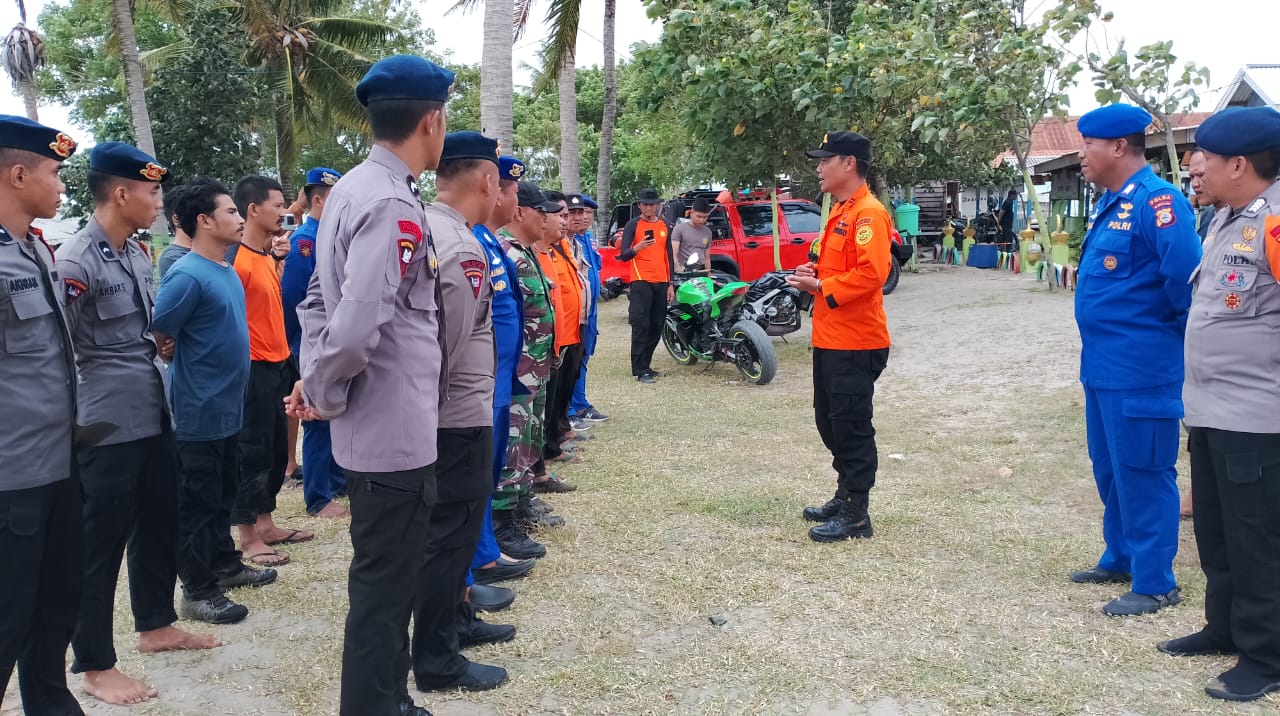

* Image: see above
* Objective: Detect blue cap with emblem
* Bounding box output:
[498,155,526,182]
[0,114,77,161]
[305,167,342,187]
[90,141,168,182]
[440,131,500,165]
[1196,106,1280,156]
[355,55,456,107]
[1077,103,1152,139]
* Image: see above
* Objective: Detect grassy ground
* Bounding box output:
[5,266,1273,715]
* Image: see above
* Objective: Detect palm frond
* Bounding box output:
[300,17,398,53]
[299,39,369,129]
[513,0,534,42]
[448,0,484,15]
[538,0,580,91]
[138,38,190,73]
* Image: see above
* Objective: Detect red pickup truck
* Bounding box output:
[599,196,823,283]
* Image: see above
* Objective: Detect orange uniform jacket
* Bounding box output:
[812,184,892,350]
[537,241,583,351]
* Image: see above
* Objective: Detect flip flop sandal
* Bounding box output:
[265,529,314,546]
[244,548,290,566]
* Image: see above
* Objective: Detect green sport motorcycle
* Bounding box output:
[661,254,777,385]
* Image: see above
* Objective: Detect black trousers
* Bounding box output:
[175,437,243,601]
[412,427,493,688]
[340,464,436,716]
[544,342,583,459]
[233,359,295,525]
[0,476,85,716]
[1188,427,1280,677]
[628,280,668,376]
[71,431,180,673]
[813,347,889,511]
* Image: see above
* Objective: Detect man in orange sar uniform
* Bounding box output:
[787,131,892,542]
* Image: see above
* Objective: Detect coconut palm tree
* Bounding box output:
[595,0,616,232]
[233,0,396,191]
[111,0,157,156]
[3,0,42,120]
[539,0,581,193]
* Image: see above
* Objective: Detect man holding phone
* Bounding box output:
[617,188,674,383]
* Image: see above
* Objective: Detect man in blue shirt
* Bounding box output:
[1069,104,1202,616]
[568,194,608,426]
[152,177,270,626]
[280,166,348,518]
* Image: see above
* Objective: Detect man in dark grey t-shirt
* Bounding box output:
[157,183,192,279]
[671,197,713,272]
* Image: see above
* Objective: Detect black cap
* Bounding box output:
[806,131,872,162]
[0,114,78,161]
[566,194,587,209]
[516,182,564,213]
[89,141,169,183]
[440,131,500,165]
[691,198,711,213]
[637,187,662,204]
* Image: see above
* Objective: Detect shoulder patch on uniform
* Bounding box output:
[396,220,423,278]
[298,239,313,258]
[1265,215,1280,242]
[460,258,485,298]
[64,277,88,302]
[855,225,874,245]
[855,216,874,228]
[1149,195,1176,229]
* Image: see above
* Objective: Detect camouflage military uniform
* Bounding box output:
[493,231,556,510]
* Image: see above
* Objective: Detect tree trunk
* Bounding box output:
[111,0,155,156]
[557,55,580,194]
[593,0,616,238]
[18,76,37,120]
[1163,126,1182,186]
[274,91,297,198]
[480,0,514,148]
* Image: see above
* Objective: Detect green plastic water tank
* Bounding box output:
[894,203,920,236]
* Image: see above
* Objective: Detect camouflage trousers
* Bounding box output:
[493,376,548,510]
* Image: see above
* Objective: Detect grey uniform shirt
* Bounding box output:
[671,221,713,268]
[425,203,495,429]
[0,226,76,491]
[158,242,191,279]
[56,218,169,445]
[299,145,445,473]
[1184,180,1280,433]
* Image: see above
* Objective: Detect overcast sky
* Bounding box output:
[0,0,1265,143]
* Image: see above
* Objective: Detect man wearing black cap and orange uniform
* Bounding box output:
[0,114,85,716]
[1159,106,1280,703]
[618,187,674,383]
[58,142,222,706]
[788,131,892,542]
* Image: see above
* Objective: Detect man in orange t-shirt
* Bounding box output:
[787,131,891,542]
[617,187,674,382]
[229,176,313,567]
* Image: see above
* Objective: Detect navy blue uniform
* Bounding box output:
[570,229,602,415]
[1075,165,1201,595]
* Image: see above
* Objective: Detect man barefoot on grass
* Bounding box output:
[58,143,220,705]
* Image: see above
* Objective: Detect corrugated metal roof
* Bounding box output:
[1216,64,1280,110]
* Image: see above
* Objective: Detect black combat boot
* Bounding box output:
[808,494,873,542]
[802,489,847,522]
[493,507,547,559]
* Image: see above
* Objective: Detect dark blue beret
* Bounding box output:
[440,131,499,165]
[356,55,455,107]
[1197,107,1280,156]
[498,155,526,181]
[1077,103,1152,139]
[305,167,342,186]
[0,114,77,161]
[581,195,598,210]
[90,141,168,182]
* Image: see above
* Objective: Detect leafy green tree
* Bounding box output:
[1047,0,1208,185]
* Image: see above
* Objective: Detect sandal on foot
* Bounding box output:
[244,548,290,566]
[265,529,314,546]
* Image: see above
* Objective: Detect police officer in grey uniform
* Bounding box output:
[0,115,86,716]
[412,131,512,694]
[57,143,221,706]
[290,55,452,716]
[1159,106,1280,703]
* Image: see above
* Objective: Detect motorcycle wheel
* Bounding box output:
[882,259,901,295]
[662,317,699,365]
[728,320,777,385]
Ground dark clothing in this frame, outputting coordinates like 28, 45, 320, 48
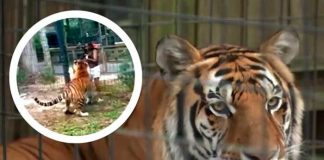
84, 42, 100, 68
87, 52, 99, 68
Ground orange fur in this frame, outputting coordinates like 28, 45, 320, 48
34, 59, 91, 116
2, 32, 303, 160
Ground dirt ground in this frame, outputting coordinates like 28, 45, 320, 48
18, 76, 132, 136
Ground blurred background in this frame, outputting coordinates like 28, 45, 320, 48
1, 0, 324, 159
16, 17, 135, 136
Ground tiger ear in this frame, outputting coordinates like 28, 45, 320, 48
259, 29, 300, 64
156, 35, 201, 80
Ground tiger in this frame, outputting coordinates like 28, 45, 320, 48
33, 59, 91, 117
151, 29, 303, 160
1, 29, 303, 160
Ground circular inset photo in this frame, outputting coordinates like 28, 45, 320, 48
9, 11, 142, 143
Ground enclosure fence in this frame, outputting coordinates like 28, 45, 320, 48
1, 0, 324, 159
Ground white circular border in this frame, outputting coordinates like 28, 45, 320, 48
9, 10, 142, 143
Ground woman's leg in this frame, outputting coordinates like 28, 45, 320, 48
94, 77, 100, 93
94, 77, 103, 102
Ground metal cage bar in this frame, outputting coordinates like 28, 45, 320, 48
74, 144, 80, 160
1, 0, 324, 159
0, 0, 6, 159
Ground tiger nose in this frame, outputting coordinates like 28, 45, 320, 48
242, 149, 279, 160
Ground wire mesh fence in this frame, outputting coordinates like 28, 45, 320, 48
1, 0, 324, 159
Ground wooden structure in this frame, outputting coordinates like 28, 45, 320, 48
1, 0, 324, 157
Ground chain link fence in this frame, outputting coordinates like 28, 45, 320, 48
1, 0, 324, 159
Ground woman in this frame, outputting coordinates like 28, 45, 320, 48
84, 42, 103, 103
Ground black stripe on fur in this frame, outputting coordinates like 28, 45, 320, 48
34, 94, 64, 106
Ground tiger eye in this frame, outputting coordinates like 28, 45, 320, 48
267, 97, 280, 110
209, 101, 227, 112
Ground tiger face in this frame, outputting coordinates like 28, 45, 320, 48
153, 30, 303, 160
72, 59, 90, 78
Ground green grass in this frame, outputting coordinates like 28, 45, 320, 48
50, 82, 130, 136
55, 121, 101, 136
52, 108, 124, 136
104, 110, 123, 120
101, 81, 133, 95
312, 155, 324, 160
40, 65, 56, 84
17, 68, 27, 85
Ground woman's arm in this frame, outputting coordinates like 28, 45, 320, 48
86, 49, 99, 63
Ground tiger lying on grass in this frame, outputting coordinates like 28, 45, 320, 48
2, 29, 304, 160
34, 59, 91, 117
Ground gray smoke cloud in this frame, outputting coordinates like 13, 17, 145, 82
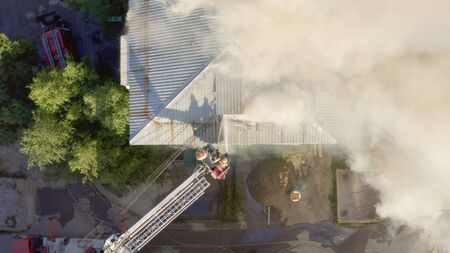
170, 0, 450, 249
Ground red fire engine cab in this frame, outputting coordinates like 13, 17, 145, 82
12, 236, 46, 253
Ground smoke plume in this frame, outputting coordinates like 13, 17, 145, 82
171, 0, 450, 249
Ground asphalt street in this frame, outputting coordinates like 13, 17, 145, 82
0, 0, 119, 76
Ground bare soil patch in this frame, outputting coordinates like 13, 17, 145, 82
246, 149, 333, 225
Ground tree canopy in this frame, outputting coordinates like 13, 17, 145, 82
83, 81, 128, 136
0, 34, 37, 144
29, 62, 97, 113
21, 60, 163, 190
21, 111, 74, 168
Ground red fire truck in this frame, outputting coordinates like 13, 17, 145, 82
12, 235, 104, 253
39, 28, 70, 69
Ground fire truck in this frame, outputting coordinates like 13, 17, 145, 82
37, 12, 71, 69
39, 28, 71, 69
11, 235, 104, 253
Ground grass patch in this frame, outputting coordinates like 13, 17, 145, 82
0, 169, 26, 179
329, 155, 350, 222
219, 169, 244, 223
43, 162, 82, 183
67, 0, 127, 32
175, 215, 218, 223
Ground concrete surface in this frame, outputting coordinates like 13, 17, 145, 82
336, 170, 380, 223
140, 221, 437, 253
0, 234, 14, 253
0, 0, 119, 78
132, 164, 217, 218
0, 144, 117, 237
0, 178, 35, 231
26, 182, 116, 237
332, 225, 438, 253
0, 144, 28, 175
94, 162, 221, 231
0, 0, 69, 39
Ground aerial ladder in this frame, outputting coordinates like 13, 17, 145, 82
103, 144, 231, 253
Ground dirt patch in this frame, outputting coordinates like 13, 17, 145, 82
246, 158, 296, 205
246, 149, 333, 225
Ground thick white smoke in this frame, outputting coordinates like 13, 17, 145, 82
171, 0, 450, 248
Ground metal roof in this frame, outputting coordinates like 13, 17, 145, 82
131, 114, 336, 145
125, 1, 336, 145
313, 88, 337, 136
218, 115, 336, 145
130, 58, 336, 145
130, 60, 221, 145
125, 0, 220, 137
130, 53, 245, 145
131, 118, 219, 145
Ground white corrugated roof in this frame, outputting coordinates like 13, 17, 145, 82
218, 115, 336, 145
126, 0, 219, 137
129, 56, 336, 145
125, 1, 336, 145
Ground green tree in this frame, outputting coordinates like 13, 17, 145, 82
83, 81, 129, 136
0, 88, 29, 144
83, 131, 164, 191
0, 34, 37, 144
29, 61, 97, 113
20, 111, 73, 168
21, 60, 162, 190
69, 137, 98, 178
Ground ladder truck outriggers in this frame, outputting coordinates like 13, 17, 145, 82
103, 144, 231, 253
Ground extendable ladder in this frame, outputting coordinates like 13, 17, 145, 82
104, 167, 210, 253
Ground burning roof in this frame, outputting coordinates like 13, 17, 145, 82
123, 0, 336, 145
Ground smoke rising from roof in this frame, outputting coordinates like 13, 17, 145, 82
171, 0, 450, 248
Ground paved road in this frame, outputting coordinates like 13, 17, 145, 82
142, 222, 340, 253
0, 0, 119, 78
0, 0, 72, 39
141, 222, 434, 253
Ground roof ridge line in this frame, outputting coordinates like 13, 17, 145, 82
152, 49, 227, 120
130, 50, 226, 144
219, 114, 337, 144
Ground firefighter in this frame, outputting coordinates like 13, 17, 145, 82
195, 149, 208, 161
210, 149, 221, 163
217, 154, 230, 170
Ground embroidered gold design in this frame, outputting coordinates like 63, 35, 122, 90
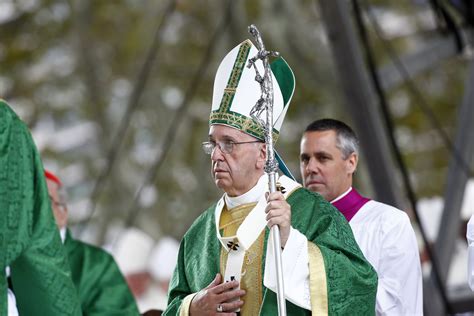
218, 203, 264, 316
209, 111, 279, 142
240, 231, 264, 315
246, 248, 258, 265
210, 40, 282, 142
219, 202, 258, 230
218, 41, 251, 113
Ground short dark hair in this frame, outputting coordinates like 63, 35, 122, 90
304, 119, 359, 159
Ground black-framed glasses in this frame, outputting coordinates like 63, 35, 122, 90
202, 140, 263, 155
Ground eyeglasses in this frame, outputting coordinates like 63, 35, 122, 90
202, 140, 263, 155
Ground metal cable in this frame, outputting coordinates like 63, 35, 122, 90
365, 1, 473, 178
353, 0, 453, 312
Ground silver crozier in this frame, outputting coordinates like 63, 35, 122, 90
247, 24, 286, 316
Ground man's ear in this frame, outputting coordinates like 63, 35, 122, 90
256, 143, 267, 169
346, 152, 358, 174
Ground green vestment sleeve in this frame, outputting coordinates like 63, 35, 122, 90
164, 188, 377, 316
65, 230, 139, 316
0, 100, 82, 315
260, 189, 377, 315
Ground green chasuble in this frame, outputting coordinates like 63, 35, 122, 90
64, 230, 139, 315
0, 100, 82, 315
164, 188, 377, 316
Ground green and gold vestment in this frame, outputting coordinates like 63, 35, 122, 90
164, 187, 377, 315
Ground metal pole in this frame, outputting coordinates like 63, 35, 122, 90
425, 58, 474, 316
318, 0, 404, 208
248, 24, 286, 316
435, 57, 474, 281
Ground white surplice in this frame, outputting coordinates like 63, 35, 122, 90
347, 198, 423, 315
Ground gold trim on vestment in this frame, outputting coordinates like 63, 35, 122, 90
278, 181, 300, 198
219, 202, 257, 230
179, 293, 197, 316
219, 203, 264, 315
308, 242, 328, 315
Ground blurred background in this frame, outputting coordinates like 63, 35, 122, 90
1, 0, 473, 313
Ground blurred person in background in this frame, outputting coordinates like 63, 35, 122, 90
1, 100, 81, 315
45, 169, 139, 315
299, 118, 423, 315
114, 228, 158, 313
147, 237, 180, 310
113, 230, 179, 314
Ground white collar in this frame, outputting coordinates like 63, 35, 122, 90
330, 187, 352, 204
224, 174, 267, 209
215, 175, 301, 251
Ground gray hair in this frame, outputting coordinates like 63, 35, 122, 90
304, 118, 359, 159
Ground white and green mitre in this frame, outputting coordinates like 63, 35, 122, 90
210, 39, 295, 142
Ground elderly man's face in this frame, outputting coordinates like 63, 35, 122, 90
46, 179, 68, 229
299, 130, 357, 201
208, 125, 265, 197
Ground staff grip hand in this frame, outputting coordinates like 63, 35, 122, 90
265, 191, 291, 248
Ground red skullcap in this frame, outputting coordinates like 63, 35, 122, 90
44, 169, 62, 186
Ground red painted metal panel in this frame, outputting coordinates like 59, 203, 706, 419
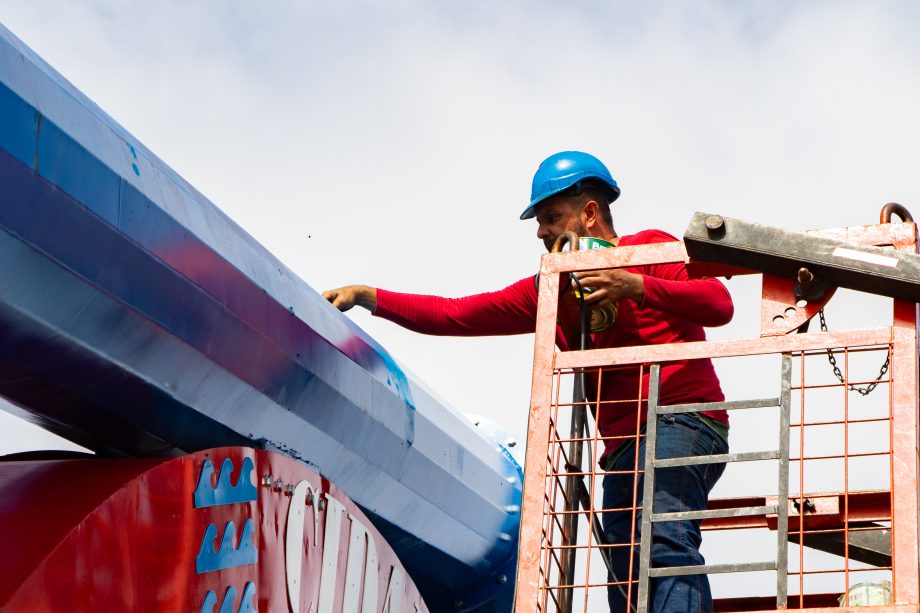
1, 448, 428, 612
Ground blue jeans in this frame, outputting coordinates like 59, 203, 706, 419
602, 413, 728, 613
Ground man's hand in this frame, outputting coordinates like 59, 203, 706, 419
574, 270, 645, 308
322, 285, 377, 312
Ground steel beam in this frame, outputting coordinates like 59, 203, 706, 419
684, 212, 920, 302
788, 524, 891, 567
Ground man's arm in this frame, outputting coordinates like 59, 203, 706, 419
572, 230, 734, 328
323, 278, 539, 336
575, 267, 732, 327
639, 275, 733, 327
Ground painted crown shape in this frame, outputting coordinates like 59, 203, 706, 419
200, 582, 257, 613
194, 457, 258, 508
196, 519, 259, 573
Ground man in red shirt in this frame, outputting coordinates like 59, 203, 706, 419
324, 151, 733, 613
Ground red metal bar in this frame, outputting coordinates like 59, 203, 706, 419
555, 327, 892, 370
798, 352, 807, 607
702, 491, 892, 531
517, 264, 560, 613
888, 231, 920, 604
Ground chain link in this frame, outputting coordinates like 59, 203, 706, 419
818, 308, 890, 396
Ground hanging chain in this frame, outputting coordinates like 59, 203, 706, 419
818, 308, 890, 396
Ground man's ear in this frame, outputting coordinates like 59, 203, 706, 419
581, 200, 600, 230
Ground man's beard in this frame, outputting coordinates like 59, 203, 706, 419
544, 220, 588, 252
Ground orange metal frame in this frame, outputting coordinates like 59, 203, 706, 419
514, 222, 920, 612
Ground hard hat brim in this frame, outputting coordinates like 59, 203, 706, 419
519, 184, 620, 221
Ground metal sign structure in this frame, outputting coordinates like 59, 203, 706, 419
1, 447, 427, 612
514, 217, 920, 612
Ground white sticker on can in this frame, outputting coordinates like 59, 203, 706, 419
831, 247, 899, 268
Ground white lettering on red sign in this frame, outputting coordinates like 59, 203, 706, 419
382, 566, 404, 613
343, 515, 378, 613
285, 481, 317, 610
318, 495, 347, 613
284, 481, 418, 613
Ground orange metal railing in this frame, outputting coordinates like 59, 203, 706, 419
515, 222, 920, 613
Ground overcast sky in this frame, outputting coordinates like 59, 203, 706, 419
1, 1, 918, 600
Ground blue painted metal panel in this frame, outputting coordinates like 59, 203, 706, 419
36, 116, 121, 226
0, 23, 519, 611
0, 82, 36, 169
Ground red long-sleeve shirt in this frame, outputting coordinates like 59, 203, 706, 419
374, 229, 734, 461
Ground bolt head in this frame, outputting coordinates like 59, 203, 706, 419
705, 215, 726, 238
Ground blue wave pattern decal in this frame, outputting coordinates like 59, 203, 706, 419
194, 457, 258, 508
200, 591, 218, 613
196, 519, 258, 573
200, 582, 257, 613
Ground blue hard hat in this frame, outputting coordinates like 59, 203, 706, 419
520, 151, 620, 220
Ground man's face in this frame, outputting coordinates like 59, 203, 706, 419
534, 198, 586, 252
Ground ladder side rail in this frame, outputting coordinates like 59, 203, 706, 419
635, 364, 662, 613
775, 353, 791, 609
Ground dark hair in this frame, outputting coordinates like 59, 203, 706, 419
558, 179, 615, 226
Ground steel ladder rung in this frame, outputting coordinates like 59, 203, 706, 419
649, 560, 777, 578
650, 505, 778, 523
656, 397, 780, 415
653, 450, 779, 468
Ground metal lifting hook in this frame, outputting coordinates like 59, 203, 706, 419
550, 231, 581, 253
880, 202, 913, 224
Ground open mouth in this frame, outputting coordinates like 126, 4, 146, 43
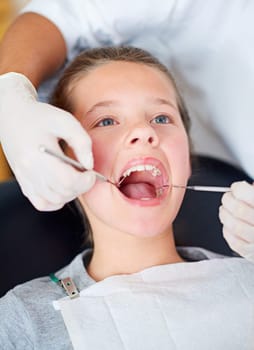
116, 163, 169, 201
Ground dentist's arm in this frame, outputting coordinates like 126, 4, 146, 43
219, 181, 254, 262
0, 12, 66, 86
0, 13, 96, 211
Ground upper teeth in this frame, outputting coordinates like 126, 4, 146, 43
122, 164, 161, 178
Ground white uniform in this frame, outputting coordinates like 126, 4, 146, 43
22, 0, 254, 177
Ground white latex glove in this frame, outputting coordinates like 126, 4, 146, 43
219, 181, 254, 262
0, 72, 96, 211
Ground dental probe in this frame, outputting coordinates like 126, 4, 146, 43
39, 145, 109, 183
171, 185, 231, 193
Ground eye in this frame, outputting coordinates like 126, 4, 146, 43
96, 117, 117, 127
151, 114, 171, 125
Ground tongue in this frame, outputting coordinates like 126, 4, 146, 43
120, 182, 156, 199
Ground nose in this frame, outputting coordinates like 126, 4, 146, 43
126, 122, 159, 148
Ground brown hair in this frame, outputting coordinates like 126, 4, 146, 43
51, 46, 190, 134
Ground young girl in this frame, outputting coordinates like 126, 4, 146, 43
0, 47, 253, 350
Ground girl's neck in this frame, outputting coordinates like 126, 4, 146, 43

Exercise objective
Word for word, output the lines from the beginning of the listing through the line holding "Detect palm frond" and nothing beyond them. Omit the pictures.

Solution
* Image: see above
* Objective: Detect blue cap with emblem
* Bounding box output:
[498,155,526,182]
[0,114,77,161]
[305,167,342,187]
[90,141,168,182]
[440,131,500,165]
[1196,106,1280,156]
[355,55,456,107]
[1077,103,1152,139]
* Image: see above
* Objective: Detect grassy ground
* Bounding box output:
[5,266,1273,715]
* Image: see above
* Objective: Detect palm frond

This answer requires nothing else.